[EXERCISE INSTRUCTIONS]: From the first line to the last, reproduce the records below exactly, omitting any picture.

──────────

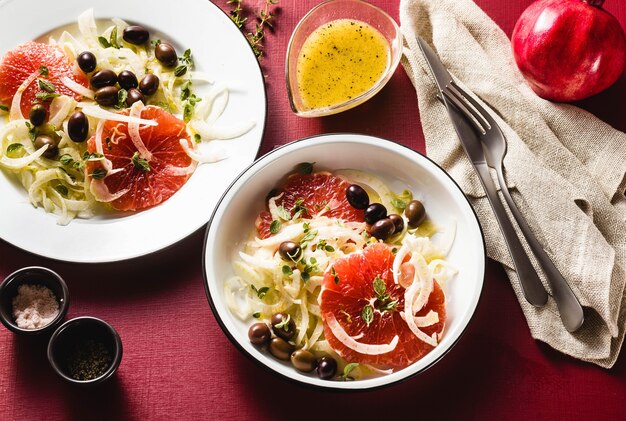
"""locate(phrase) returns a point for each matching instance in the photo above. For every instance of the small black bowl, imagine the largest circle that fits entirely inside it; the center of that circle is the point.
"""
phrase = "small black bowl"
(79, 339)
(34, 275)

──────────

[RESULT OF THE EXERCISE]:
"""locate(phrase) returns a point for each matching instance in the photo above. For every instance of the small black bowl, imagine the largest circle that fits entirely inside it; the center of that circle is the point.
"""
phrase = "small black bowl"
(79, 339)
(34, 275)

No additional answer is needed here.